- Dataset records

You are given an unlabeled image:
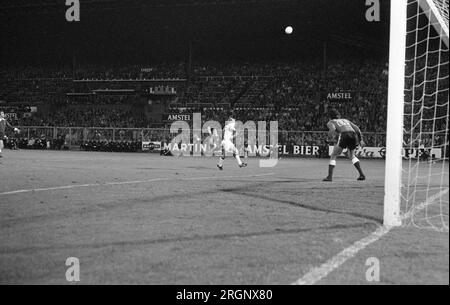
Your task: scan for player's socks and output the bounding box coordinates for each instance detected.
[324,160,336,181]
[323,165,334,181]
[234,154,243,166]
[218,156,224,169]
[352,157,365,180]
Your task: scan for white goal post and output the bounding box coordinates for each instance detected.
[384,0,449,228]
[384,0,408,227]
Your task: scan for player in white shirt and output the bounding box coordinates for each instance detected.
[217,117,247,170]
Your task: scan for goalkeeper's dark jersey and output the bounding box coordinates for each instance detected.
[328,119,359,150]
[328,119,355,134]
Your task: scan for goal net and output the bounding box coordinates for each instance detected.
[385,0,449,231]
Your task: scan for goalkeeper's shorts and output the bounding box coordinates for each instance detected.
[338,132,358,150]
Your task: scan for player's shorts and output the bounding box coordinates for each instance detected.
[338,131,358,150]
[221,140,237,154]
[208,138,221,154]
[209,143,221,155]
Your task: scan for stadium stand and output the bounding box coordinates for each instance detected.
[4,58,445,152]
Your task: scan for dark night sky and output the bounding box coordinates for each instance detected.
[0,0,391,66]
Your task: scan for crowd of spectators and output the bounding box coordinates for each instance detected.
[175,60,389,133]
[2,59,446,151]
[74,63,187,80]
[80,140,142,152]
[3,135,63,150]
[20,107,149,128]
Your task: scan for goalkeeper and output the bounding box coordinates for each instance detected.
[323,109,366,182]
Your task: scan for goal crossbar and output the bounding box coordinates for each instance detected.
[419,0,449,47]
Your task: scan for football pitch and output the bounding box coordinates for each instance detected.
[0,150,448,284]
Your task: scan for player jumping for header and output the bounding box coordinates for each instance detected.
[0,111,19,159]
[217,117,247,170]
[323,109,366,181]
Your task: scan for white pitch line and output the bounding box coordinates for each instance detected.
[292,225,392,285]
[0,173,274,196]
[402,188,449,220]
[0,178,168,196]
[292,187,449,285]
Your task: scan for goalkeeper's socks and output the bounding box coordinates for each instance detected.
[218,157,224,167]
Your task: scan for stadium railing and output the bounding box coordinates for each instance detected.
[15,126,387,149]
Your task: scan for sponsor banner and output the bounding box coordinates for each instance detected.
[163,114,191,122]
[162,143,322,156]
[149,86,176,95]
[326,92,352,100]
[402,147,442,160]
[155,142,443,159]
[329,146,442,159]
[329,146,383,158]
[245,145,322,157]
[142,141,162,151]
[277,145,321,156]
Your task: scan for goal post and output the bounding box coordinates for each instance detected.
[384,0,408,227]
[384,0,449,229]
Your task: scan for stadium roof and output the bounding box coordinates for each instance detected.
[0,0,390,65]
[0,0,296,14]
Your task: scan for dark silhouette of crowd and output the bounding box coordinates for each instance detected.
[21,107,148,128]
[81,140,142,152]
[1,59,446,150]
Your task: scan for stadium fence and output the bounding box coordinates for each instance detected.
[14,126,387,149]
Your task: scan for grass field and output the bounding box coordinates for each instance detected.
[0,150,448,284]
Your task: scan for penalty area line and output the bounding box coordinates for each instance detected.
[292,187,449,285]
[0,173,274,196]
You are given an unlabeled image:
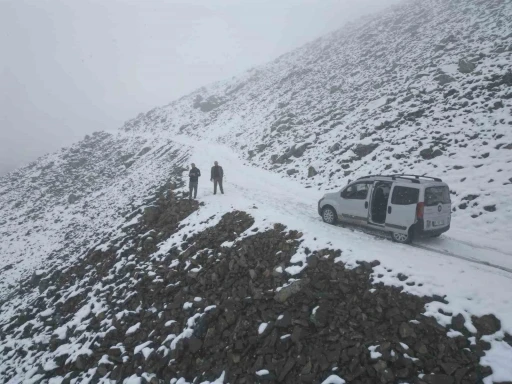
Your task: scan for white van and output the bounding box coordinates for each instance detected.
[318,174,451,243]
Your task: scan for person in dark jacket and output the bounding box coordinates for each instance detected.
[189,163,201,199]
[210,161,224,194]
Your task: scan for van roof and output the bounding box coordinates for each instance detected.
[356,174,444,185]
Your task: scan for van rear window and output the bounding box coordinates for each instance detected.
[391,186,419,205]
[425,186,451,206]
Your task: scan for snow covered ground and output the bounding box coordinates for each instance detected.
[1,0,511,381]
[141,132,512,382]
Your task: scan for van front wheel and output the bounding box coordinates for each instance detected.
[322,207,337,225]
[392,231,412,244]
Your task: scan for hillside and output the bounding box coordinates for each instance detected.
[122,0,512,242]
[1,0,512,383]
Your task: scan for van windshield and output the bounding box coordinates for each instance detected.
[425,186,451,206]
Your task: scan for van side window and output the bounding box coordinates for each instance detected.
[342,183,371,200]
[391,186,419,205]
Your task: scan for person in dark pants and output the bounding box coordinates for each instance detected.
[210,161,224,194]
[189,163,201,199]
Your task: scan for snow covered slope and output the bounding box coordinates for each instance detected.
[121,0,512,242]
[1,0,512,382]
[1,133,512,383]
[0,132,192,297]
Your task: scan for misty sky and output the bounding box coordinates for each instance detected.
[0,0,402,175]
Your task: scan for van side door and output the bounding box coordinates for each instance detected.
[385,185,419,234]
[338,182,373,224]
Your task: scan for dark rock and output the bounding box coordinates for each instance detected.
[68,194,80,204]
[440,362,459,375]
[287,169,299,176]
[193,94,225,112]
[278,358,296,382]
[420,148,443,160]
[306,254,319,269]
[380,368,395,383]
[329,143,342,153]
[74,355,88,370]
[435,74,455,85]
[483,205,496,212]
[451,313,467,333]
[291,326,302,343]
[353,143,379,157]
[458,59,476,74]
[1,264,13,272]
[310,305,329,327]
[188,336,203,353]
[399,322,417,339]
[472,314,501,335]
[308,166,318,178]
[423,374,455,384]
[276,312,292,328]
[274,279,310,303]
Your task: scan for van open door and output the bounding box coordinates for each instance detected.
[385,185,419,243]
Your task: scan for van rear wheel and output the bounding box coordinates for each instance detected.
[322,207,337,225]
[392,231,412,244]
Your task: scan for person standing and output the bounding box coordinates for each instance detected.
[189,163,201,199]
[210,161,224,195]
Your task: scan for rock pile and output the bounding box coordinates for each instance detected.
[0,193,509,384]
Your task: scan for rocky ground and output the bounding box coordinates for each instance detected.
[1,187,510,384]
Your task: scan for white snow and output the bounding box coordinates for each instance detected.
[39,308,54,317]
[365,96,388,110]
[258,323,268,335]
[481,340,512,384]
[134,341,152,355]
[321,375,346,384]
[368,345,382,359]
[447,330,464,338]
[126,322,141,335]
[255,369,269,376]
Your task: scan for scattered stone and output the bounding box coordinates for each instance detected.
[483,205,496,212]
[308,166,318,178]
[458,58,476,74]
[435,74,455,85]
[274,279,310,303]
[423,374,455,384]
[472,314,501,335]
[420,148,443,160]
[399,322,417,339]
[68,194,80,204]
[353,143,379,157]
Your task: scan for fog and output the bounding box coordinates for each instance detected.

- Task details
Pictures aside, the material must be written out word for word.

- Answer to the problem
You are given an unlabeled image:
Your task: scan for player's socks and output the bounding box coordinates for each instance detected.
[324,160,336,181]
[323,165,334,181]
[234,154,243,166]
[218,156,224,169]
[352,157,365,180]
Your task: scan for white goal post and output the bounding box coordinates for each instance detected.
[384,0,449,228]
[384,0,408,227]
Your task: scan for player in white shirt and output the bounding box coordinates for each instance detected.
[217,117,247,170]
Your task: scan for goalkeeper's dark jersey and output the bounding box coordinates for each instance detected.
[328,119,359,150]
[328,119,355,134]
Your task: scan for goal net and output the bounding box coordinates for each instance detected.
[385,0,449,231]
Your task: scan for goalkeeper's shorts and output the bounding box coordinates for each instance detected.
[338,132,358,150]
Your task: scan for player's shorts and output the bounding box coordinates for each instance detected.
[338,131,358,150]
[221,140,237,154]
[208,138,221,154]
[209,143,221,155]
Your task: scan for stadium stand and output the bounding box coordinates for each instance detected.
[4,58,445,152]
Your task: scan for dark night sky and output the bounding box coordinates for each instance detected.
[0,0,391,66]
Your task: scan for crowd of spectators and output the bounding box coordinates for each instance detected.
[175,60,389,133]
[2,59,446,151]
[74,63,187,80]
[80,140,142,152]
[3,135,63,150]
[20,107,149,128]
Your task: scan for goalkeeper and output the bounding box coordinates for each instance detected.
[323,109,366,182]
Your task: scan for goal crossbar and output the bounding box coordinates for each instance detected.
[419,0,449,47]
Your task: scan for football pitch and output the bounding box coordinates for each instance detected.
[0,150,448,284]
Your task: scan for player jumping for header and output the bounding box coordinates for each instance detected.
[0,111,19,159]
[217,117,247,170]
[323,109,366,181]
Your task: scan for white pitch line and output the bounding box coordinates for each instance detected.
[292,225,392,285]
[0,173,274,196]
[402,188,449,220]
[0,178,168,196]
[292,187,449,285]
Your task: scan for goalkeeper's socks and output the bounding box coordinates for each instance detected.
[218,157,224,167]
Your task: scan for stadium railing and output the bounding box coordinates for each instance detected.
[15,126,387,149]
Your task: scan for sponsor banner and output the bounding box coordinates for each instance detected.
[163,114,191,122]
[162,143,322,156]
[149,86,176,95]
[326,92,352,100]
[402,147,442,160]
[155,142,443,159]
[329,146,442,159]
[329,146,383,158]
[245,145,322,157]
[142,141,162,151]
[277,145,321,156]
Your task: scan for goal post and output the bounding box coordinates for each instance detected.
[384,0,408,227]
[384,0,449,229]
Your task: scan for stadium roof and output the bounding box coordinates for each instance detected.
[0,0,390,65]
[0,0,296,14]
Your task: scan for dark silhouette of crowd and output the bounding box coordinates for each instance detected.
[21,107,148,128]
[81,140,142,152]
[1,59,446,150]
Your task: scan for stadium fence and output the bounding box coordinates for each instance detected.
[14,126,387,149]
Your task: scan for grass field and output the bounding box coordinates for each instance detected.
[0,150,448,284]
Your task: scan for penalty area line and output the bounding box coordinates for each instance detected.
[292,187,449,285]
[0,173,274,196]
You are given an unlabeled image:
Your task: scan for white van and output the bounding box coordinates for each instance detected.
[318,174,451,243]
Your task: scan for person in dark jacket and output the bounding box coordinates for each instance detected.
[189,163,201,199]
[210,161,224,194]
Your task: scan for van roof and output the bounding box coordinates for each instance detected.
[356,174,444,185]
Your task: scan for van rear window and output the bounding box coordinates for each instance detected.
[391,186,419,205]
[425,186,451,206]
Your task: scan for snow covered ground and output the bounding box coordinates for each instance detected.
[1,0,511,381]
[141,132,512,382]
Your task: scan for van front wheel and output the bounding box coordinates for each instance detected.
[322,207,337,225]
[392,231,412,244]
Your task: scan for hillside and output the bounding box coordinates for each instance detected.
[122,0,512,242]
[1,0,512,383]
Your task: scan for van windshield and output the bounding box coordinates for each instance detected.
[425,186,451,206]
Your task: scan for van side window and output the bounding box coordinates for each instance detected.
[342,183,371,200]
[391,186,419,205]
Your task: scan for person in dark pants and output the bounding box coordinates for each instance detected.
[210,161,224,194]
[189,163,201,199]
Your task: scan for snow covered slope and output the bounding box coordinates for each instance detected.
[121,0,512,242]
[1,0,512,382]
[1,133,512,383]
[0,132,192,297]
Your task: scan for misty sky and output the bounding box coordinates for each instance detected.
[0,0,402,175]
Your task: scan for van side door and output the bounding box coordinates for each instance detected.
[385,185,419,234]
[338,182,373,224]
Your task: scan for dark rock and output the bounding box coordinates for each instance detected.
[68,194,80,204]
[440,362,459,375]
[287,169,299,176]
[193,94,225,112]
[278,358,296,382]
[420,148,443,160]
[306,254,319,269]
[380,368,395,383]
[329,143,342,153]
[74,355,88,370]
[435,74,455,85]
[483,205,496,212]
[451,313,467,333]
[291,326,302,343]
[353,143,379,157]
[458,59,476,74]
[1,264,13,272]
[310,305,329,327]
[188,336,203,353]
[399,322,417,339]
[472,314,501,335]
[308,166,318,178]
[423,374,455,384]
[276,312,292,328]
[274,279,310,303]
Your task: scan for van open door and output the bounding box coordinates for each instance detected.
[385,185,419,243]
Your task: scan for van rear wheel and output the bounding box coordinates for each instance detected.
[322,207,337,225]
[392,231,412,244]
Your task: scan for person standing and output the bounding box coordinates for each instance detected.
[189,163,201,199]
[210,161,224,195]
Your task: scan for rock pile and output the bounding box coordinates for each instance detected.
[0,193,509,384]
Your task: scan for rocky ground and output the bounding box coordinates for each instance detected.
[1,187,510,384]
Your task: scan for white snow and output the bounding box coordinates for each instance detected.
[39,308,54,317]
[365,96,388,110]
[258,323,268,335]
[481,340,512,384]
[134,341,152,355]
[321,375,346,384]
[368,345,382,359]
[447,330,464,338]
[126,322,141,335]
[255,369,269,376]
Your task: scan for scattered stone and output the bounding box coordinates for each instance detected.
[483,205,496,212]
[308,166,318,178]
[458,58,476,74]
[435,74,455,85]
[274,279,310,303]
[423,374,455,384]
[472,314,501,335]
[420,148,443,160]
[399,322,417,339]
[68,194,80,204]
[353,143,379,157]
Your task: scan for fog and output the bounding box coordinates for each instance detected.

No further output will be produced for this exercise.